> **EXCERPTED PASSAGE**
☆ ☆ ☆ ☆ ☆ ☆ ☆
Stocks are “see-sawing” again today as investors digest unemployment data and a new batch of Covid-19 hospitalizations.
Coming off Tuesday’s surge, the market fell slightly on Wednesday and opened lower this morning. The major indexes then turned positive just before noon, and now, the Dow (-0.10%) and S&P (-0.10%) are flat on the day. The Nasdaq Composite (+0.40%), meanwhile, is trading at a small gain.
U.S. weekly jobless claims – clocking in at 1.508 million – surpassed the consensus estimate of 1.3 million last week, giving investors pause. It’s an especially disappointing “beat” after a stunning May jobs report, released back on June 5th, sent bulls into overdrive.
“While initial claims have now fallen for the 11th straight week after the late March spike, this past week saw the slowest pace of decline on a percentage basis since early April so we’ll see if this is where it settles out for now,” Peter Boockvar, chief investment officer at Bleakley Advisory Group, said.
Also intensifying market uncertainty is the much-feared Covid-19 resurgence. 23 U.S. states are experiencing rising case numbers. According to scientists at the Children’s Hospital of Philadelphia and the University of Pennsylvania, Florida has “all the markings of the next large epicenter of coronavirus transmission.”
Dr. Jeanne Marrazzo, director of the division of infectious diseases at the University of Alabama at Birmingham, said “the potential for the virus to take off there is very, very nerve-racking and could have catastrophic consequences” due to the number of seniors living in Florida and an abundance of retirement communities.
Still, the market’s not completely cratering like it would have in months past. Investors – and Americans, in general – seem to have become desensitized to the coronavirus.
Or, they’re starting to figure out that Covid-19 isn’t nearly as big of a deal as the governments and scientists of the world once believed.
Worldometers.info, a population data tracking website, now estimates a coronavirus mortality rate of 1.4% based on antibody tests conducted in New York. When the outbreak began in China, the World Health Organization estimated a 3.4% mortality rate.
☆ ☆ ☆ ☆ ☆ ☆ ☆
> **DATA FOR REVIEW**
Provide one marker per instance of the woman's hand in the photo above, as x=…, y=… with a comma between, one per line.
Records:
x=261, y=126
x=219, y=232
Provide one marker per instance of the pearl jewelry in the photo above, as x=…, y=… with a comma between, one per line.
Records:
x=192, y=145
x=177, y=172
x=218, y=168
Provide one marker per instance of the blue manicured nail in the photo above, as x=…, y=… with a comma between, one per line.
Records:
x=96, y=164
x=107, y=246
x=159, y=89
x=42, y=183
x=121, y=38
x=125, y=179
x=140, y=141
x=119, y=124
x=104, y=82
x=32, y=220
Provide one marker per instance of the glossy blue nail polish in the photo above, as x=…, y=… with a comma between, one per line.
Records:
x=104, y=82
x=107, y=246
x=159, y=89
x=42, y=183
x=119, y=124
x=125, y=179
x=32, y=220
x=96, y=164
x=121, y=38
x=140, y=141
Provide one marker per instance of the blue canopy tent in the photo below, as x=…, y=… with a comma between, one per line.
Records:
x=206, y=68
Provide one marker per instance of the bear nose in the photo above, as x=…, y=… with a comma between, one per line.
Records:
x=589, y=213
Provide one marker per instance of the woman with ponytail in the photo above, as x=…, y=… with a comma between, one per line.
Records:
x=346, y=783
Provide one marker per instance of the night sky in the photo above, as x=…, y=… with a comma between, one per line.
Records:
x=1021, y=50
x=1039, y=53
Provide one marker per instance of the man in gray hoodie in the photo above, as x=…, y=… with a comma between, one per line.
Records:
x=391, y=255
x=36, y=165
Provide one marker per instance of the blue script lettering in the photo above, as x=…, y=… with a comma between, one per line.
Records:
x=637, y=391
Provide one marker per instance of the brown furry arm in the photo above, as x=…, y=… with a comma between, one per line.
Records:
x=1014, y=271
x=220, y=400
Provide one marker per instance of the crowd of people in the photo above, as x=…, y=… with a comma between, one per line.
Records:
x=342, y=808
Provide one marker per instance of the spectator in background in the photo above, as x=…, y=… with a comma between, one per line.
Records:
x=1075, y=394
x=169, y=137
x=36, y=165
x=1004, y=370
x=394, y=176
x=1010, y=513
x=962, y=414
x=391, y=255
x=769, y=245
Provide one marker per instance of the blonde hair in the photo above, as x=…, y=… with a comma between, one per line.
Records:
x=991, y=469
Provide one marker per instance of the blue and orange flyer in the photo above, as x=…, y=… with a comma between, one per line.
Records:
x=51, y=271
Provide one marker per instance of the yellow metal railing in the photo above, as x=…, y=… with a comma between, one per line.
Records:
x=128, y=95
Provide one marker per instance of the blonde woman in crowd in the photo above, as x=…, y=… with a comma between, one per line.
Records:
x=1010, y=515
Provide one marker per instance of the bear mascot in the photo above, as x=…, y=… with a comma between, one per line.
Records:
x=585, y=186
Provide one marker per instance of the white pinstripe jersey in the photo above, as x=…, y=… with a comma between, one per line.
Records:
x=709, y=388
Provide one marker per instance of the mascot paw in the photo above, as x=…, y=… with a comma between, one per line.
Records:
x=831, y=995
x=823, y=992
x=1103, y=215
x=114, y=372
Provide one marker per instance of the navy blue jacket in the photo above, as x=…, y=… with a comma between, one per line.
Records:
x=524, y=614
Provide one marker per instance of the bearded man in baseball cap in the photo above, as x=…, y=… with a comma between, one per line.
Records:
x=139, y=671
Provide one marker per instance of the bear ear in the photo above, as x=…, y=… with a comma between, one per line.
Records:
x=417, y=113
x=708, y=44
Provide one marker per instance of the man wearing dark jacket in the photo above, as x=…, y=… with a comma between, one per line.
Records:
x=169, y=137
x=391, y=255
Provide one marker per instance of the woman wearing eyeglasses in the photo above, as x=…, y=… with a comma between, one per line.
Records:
☆ ☆ ☆ ☆ ☆ ☆ ☆
> **WHAT IS REQUIRED**
In the stock market article above, how many U.S. weekly jobless claims were reported last week?

> **RESULT OF THIS TASK**
1.508 million